▶ _Required action_: Exact transcription of the following records is needed, with every picture dropped.

▶ _Records provided_:
==============================

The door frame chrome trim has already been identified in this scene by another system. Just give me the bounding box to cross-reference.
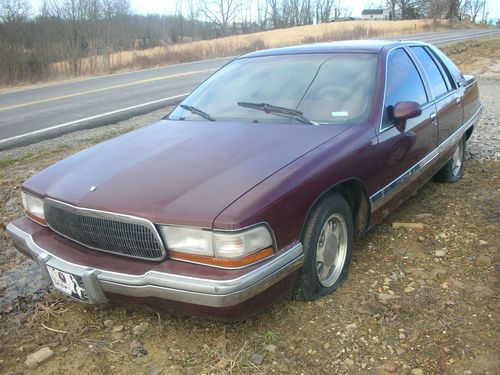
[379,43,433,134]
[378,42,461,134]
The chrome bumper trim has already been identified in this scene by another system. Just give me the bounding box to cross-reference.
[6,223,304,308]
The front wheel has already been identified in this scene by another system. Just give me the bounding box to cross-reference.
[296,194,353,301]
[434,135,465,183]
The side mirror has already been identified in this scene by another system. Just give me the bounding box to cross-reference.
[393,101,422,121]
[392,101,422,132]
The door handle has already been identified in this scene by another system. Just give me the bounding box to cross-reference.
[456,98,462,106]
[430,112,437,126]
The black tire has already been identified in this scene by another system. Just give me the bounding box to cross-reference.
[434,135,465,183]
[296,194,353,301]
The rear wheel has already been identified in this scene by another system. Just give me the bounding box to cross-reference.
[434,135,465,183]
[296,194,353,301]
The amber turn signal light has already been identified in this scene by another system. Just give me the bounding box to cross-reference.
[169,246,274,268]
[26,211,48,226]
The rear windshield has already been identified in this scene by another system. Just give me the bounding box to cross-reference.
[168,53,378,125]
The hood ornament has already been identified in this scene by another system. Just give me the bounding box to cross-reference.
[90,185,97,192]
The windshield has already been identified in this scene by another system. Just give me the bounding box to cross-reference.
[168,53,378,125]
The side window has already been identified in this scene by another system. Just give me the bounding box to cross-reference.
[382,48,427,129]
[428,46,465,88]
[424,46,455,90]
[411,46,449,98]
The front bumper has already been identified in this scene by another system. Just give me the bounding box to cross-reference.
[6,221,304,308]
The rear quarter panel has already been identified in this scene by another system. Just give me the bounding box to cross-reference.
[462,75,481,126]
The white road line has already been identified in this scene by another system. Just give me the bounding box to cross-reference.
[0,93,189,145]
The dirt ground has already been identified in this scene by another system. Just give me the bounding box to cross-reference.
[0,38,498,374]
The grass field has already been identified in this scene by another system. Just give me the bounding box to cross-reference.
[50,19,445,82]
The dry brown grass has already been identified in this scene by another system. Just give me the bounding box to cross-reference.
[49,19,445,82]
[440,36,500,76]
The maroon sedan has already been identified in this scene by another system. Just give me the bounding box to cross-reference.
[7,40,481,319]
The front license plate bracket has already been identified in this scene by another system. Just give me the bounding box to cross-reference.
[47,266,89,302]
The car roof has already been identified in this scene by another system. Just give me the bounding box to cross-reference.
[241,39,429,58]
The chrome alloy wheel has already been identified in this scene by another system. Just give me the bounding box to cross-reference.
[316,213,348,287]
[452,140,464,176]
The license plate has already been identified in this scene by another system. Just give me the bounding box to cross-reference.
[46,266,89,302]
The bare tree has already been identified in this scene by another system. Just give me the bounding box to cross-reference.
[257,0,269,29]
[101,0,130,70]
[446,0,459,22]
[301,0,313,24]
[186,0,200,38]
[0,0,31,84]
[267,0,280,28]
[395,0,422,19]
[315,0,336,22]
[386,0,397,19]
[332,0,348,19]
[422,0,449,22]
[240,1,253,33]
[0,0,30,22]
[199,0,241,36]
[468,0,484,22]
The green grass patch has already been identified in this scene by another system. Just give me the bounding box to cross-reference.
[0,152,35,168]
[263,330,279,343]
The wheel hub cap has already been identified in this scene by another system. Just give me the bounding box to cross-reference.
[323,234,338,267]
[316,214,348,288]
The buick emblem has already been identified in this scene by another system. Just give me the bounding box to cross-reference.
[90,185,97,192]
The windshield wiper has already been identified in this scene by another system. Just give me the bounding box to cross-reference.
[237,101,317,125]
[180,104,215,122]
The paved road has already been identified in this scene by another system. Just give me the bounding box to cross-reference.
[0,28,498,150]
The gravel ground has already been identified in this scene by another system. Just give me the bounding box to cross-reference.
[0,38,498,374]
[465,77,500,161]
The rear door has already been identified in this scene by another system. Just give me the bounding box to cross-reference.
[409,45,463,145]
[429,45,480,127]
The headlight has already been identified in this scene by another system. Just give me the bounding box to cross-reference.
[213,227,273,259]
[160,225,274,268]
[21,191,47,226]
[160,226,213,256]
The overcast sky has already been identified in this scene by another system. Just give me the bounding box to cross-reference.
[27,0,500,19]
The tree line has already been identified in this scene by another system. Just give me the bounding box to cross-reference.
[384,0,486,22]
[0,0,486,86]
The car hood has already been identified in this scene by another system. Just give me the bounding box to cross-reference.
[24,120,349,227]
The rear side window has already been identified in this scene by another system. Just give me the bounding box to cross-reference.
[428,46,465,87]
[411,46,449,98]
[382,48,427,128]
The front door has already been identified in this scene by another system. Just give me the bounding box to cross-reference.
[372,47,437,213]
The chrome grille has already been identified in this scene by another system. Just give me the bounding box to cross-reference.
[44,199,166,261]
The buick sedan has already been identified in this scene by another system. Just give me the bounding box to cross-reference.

==============================

▶ _The answer_:
The door frame chrome trim has already been identified in this scene by another system. Just give me the bounding box to cross-reference.
[379,43,433,134]
[378,42,461,134]
The chrome bumper trim has already been identified in this scene by another system. Just give me the bounding box to cross-reference.
[6,223,304,308]
The front wheel has already been identified in this scene by another system. Just give me the bounding box to cross-reference.
[296,194,353,301]
[434,135,465,183]
The side mirror has already been identified in this scene by another system. Just give me the bounding box to cross-reference.
[393,101,422,121]
[392,101,422,132]
The door handle has already been identified in this scene by another system. Just give me the bounding box to cross-reference.
[456,98,462,106]
[430,112,437,126]
The black tire has already been identified in this scene by another system. Just give me the bounding box to cross-reference.
[434,135,465,183]
[296,194,353,301]
The rear wheel has already been identified in this scene by another system. Just give me the bounding box to cross-reference.
[434,135,465,183]
[296,194,353,301]
The amber turn signal light has already been identified in this scene by another system. Just give me the bounding box to cross-reference.
[169,246,274,268]
[26,211,48,226]
The rear windshield has already been identified in this scene by another system. Just give me the bounding box to cross-reference.
[168,53,378,125]
The hood ornament has already been identified in this scene by another system. Just give me the bounding box to cross-reference.
[90,185,97,192]
The windshield has already been identified in this scene by another system. Just give me the bounding box to cross-reference.
[168,53,378,125]
The side window has already been identified in this scene by another system. Just give me the bounding box to cross-reference.
[382,48,427,129]
[428,46,465,88]
[424,46,455,90]
[411,46,449,98]
The front bumper has already been identified in this scene by another system. Just give me the bounding box to cross-reference.
[6,221,304,308]
The rear quarter panel has already been identified in this scene by another system. Just give me the bounding box to cross-reference.
[462,75,481,126]
The white road line has already been identified in this scene by another system. Just give me the bounding box to cross-reference.
[0,93,189,145]
The dirt ground has already been identified in this scene by another system. Just give me the bounding box to cross-reference.
[0,38,498,374]
The grass field has already been identified in this scene by another system. Just give me the bounding box to cross-reference.
[50,19,445,82]
The dry brown grass has already been identified in this scene by another system. Just give me the bounding box to cross-reference.
[49,19,445,82]
[440,36,500,76]
The maroon sedan has already been identified in this scene by another system. Just give me the bounding box to cross-reference.
[7,40,481,319]
The front license plate bracket has already been identified in this scene by another system. Just give me the bounding box to cross-reference.
[47,266,89,302]
The car roof has already been identified in this scene by another system. Just give me the bounding box to cross-reference.
[241,39,429,58]
The chrome alloy wheel has already been identified in this scene by another system. Just give me the bounding box to cross-reference.
[316,213,348,287]
[452,140,464,176]
The license plate has already been identified in this scene by another system. Just give me the bounding box to cross-reference.
[46,266,89,302]
The bare tree has already been identified in this scene by another system. Just give me the bounding box to cross-reference.
[257,0,269,29]
[101,0,130,70]
[446,0,459,22]
[301,0,313,24]
[186,0,200,38]
[0,0,31,84]
[267,0,280,28]
[395,0,422,19]
[315,0,336,22]
[386,0,397,19]
[332,0,348,19]
[422,0,449,22]
[240,1,253,33]
[0,0,30,22]
[199,0,241,36]
[468,0,484,22]
The green grass patch has already been identified in this scene by another system. Just give me the bounding box to cross-reference.
[0,152,35,168]
[263,330,279,343]
The wheel hub cap has already been identified in this scene by another system. Just give me the bounding box to cross-reference.
[323,234,338,267]
[316,214,348,288]
The buick emblem has already been identified in this scene by another system. Just give me the bounding box to cross-reference.
[90,185,97,192]
The windshield wiper has already been identified in this scene by another system. Just give me the bounding box to cross-reference.
[237,101,317,125]
[180,104,215,122]
The paved road has already been identified in this scene by another system. Just give me the bounding box to cross-reference.
[0,28,498,150]
The gravel ground has already been identified in this scene by another system. Just give me the bounding box to cross-reference.
[0,38,498,374]
[465,77,500,161]
The rear door has already been identified in this scene by another system. Just give me the bounding box to cross-reference.
[409,45,463,145]
[429,45,480,127]
The headlight has already been identified in this scene by another system. Just give me the bounding box to cross-reference.
[213,227,273,259]
[160,225,274,268]
[21,191,47,226]
[160,226,213,256]
The overcast sky has already been identified in this scene by another system. Just give me the bounding box to cross-reference.
[27,0,500,19]
The tree line has already been identified in this scene by another system. Just give me the bounding box to cross-reference.
[384,0,486,22]
[0,0,486,86]
The car hood has already been identified in this scene by another system. Just give me the bounding box to cross-reference.
[24,120,349,227]
The rear side window has already been identified in this scene by another system. Just give me the bounding box to cross-reference.
[428,46,465,87]
[411,46,449,98]
[382,48,427,128]
The front door has already been identified in this scene by another system. Just give me the bounding box to cross-reference.
[372,47,437,213]
The chrome grille has already been identified in this scene by another system. Just give me the bounding box to cross-reference.
[44,199,166,261]
The buick sedan has already been identified in this scene by another system. Just give me the bounding box to cross-reference.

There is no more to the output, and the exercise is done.